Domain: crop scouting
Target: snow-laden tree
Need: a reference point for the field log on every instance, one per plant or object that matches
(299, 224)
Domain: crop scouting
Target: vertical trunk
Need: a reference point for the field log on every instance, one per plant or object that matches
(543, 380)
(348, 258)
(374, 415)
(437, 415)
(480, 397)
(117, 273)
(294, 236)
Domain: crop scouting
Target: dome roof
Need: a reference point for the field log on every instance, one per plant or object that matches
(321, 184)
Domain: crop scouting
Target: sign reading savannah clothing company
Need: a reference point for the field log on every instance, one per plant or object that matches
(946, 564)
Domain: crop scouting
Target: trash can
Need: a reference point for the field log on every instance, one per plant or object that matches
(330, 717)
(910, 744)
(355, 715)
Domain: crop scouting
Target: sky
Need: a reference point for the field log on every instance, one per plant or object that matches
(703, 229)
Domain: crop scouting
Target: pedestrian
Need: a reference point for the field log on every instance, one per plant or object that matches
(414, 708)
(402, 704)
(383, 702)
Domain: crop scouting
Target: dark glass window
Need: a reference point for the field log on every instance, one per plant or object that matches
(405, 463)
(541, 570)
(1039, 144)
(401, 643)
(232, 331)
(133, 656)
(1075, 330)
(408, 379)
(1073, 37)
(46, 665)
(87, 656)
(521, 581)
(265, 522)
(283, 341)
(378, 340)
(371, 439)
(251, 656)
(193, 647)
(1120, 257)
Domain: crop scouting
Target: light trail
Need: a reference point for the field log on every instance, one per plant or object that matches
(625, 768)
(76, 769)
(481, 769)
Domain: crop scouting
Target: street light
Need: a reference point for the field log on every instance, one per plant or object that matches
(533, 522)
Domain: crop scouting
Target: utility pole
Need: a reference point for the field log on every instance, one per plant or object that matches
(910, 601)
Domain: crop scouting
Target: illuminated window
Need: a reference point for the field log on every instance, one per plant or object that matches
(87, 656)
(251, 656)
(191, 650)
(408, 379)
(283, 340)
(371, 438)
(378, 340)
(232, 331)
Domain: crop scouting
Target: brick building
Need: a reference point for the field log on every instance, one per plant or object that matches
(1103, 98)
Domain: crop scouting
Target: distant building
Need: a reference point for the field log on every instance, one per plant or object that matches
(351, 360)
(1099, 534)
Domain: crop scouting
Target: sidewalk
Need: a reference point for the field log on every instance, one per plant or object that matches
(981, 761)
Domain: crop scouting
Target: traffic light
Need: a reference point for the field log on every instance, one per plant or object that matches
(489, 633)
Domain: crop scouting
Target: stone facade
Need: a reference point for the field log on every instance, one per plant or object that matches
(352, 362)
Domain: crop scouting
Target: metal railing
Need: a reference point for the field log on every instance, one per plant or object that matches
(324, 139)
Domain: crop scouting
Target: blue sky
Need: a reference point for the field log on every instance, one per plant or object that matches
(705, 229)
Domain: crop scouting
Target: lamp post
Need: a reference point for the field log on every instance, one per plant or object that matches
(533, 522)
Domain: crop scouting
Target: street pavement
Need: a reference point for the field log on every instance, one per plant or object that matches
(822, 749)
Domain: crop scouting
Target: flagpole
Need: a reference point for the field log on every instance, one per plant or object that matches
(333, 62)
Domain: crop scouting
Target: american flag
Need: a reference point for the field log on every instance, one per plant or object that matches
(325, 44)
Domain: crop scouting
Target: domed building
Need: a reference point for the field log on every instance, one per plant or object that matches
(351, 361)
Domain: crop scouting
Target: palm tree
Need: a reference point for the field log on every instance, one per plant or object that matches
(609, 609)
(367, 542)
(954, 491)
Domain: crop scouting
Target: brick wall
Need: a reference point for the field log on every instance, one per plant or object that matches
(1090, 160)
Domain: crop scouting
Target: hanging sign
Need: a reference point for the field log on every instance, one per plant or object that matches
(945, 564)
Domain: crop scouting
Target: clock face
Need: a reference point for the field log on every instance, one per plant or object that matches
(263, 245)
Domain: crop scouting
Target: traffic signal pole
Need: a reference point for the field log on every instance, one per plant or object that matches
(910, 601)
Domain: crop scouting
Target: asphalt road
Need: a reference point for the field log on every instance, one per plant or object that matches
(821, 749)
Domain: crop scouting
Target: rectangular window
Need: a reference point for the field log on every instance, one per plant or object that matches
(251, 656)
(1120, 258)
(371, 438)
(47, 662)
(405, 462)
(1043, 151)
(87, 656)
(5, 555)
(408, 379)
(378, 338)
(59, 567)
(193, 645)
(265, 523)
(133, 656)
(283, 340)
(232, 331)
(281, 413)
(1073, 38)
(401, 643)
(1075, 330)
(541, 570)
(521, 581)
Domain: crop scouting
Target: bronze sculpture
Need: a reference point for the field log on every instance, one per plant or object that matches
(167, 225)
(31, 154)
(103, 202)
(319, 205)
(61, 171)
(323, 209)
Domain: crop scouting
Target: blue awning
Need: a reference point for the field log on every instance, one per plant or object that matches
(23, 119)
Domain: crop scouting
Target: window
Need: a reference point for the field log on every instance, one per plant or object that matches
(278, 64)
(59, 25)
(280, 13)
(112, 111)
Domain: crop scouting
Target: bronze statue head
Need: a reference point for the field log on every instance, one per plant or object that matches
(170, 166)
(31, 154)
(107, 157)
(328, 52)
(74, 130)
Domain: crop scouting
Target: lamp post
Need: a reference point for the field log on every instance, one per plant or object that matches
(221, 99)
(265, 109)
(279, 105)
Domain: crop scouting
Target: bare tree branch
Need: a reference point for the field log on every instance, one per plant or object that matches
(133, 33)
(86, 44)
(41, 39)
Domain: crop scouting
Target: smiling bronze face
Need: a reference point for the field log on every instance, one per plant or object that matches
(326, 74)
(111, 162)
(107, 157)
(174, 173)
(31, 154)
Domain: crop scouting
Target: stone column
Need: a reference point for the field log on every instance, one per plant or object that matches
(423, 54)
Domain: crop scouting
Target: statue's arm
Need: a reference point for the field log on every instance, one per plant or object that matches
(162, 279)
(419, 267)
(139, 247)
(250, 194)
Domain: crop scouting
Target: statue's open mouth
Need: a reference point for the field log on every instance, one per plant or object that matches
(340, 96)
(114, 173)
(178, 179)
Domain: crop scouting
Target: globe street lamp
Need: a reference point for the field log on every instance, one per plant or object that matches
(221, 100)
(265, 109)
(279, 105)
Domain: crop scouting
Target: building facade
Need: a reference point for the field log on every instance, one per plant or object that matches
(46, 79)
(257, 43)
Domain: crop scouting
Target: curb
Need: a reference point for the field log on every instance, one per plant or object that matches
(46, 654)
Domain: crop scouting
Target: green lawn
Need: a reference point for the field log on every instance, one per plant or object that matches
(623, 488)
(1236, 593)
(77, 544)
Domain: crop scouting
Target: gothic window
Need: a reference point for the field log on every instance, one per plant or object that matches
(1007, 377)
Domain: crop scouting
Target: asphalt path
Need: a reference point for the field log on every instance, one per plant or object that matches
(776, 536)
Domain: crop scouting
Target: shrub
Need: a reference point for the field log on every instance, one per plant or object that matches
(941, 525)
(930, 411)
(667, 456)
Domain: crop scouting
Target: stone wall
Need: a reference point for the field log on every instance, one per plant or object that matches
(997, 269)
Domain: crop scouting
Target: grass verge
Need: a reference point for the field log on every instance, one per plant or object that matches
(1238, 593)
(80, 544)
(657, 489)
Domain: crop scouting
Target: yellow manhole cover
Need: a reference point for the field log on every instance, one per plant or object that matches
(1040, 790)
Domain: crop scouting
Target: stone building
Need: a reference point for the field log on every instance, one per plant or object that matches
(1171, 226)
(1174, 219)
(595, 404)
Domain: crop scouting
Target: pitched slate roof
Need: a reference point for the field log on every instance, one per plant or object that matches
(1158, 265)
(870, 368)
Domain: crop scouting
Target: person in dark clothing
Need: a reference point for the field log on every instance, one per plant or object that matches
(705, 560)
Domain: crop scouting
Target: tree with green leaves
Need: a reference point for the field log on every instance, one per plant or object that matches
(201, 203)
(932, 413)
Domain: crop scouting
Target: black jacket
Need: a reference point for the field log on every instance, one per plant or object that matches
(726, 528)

•••

TASK INSTRUCTIONS -> Count the lines above that contain the word "roof", matching case exactly, and reply with only the number.

FULL SOLUTION -> 2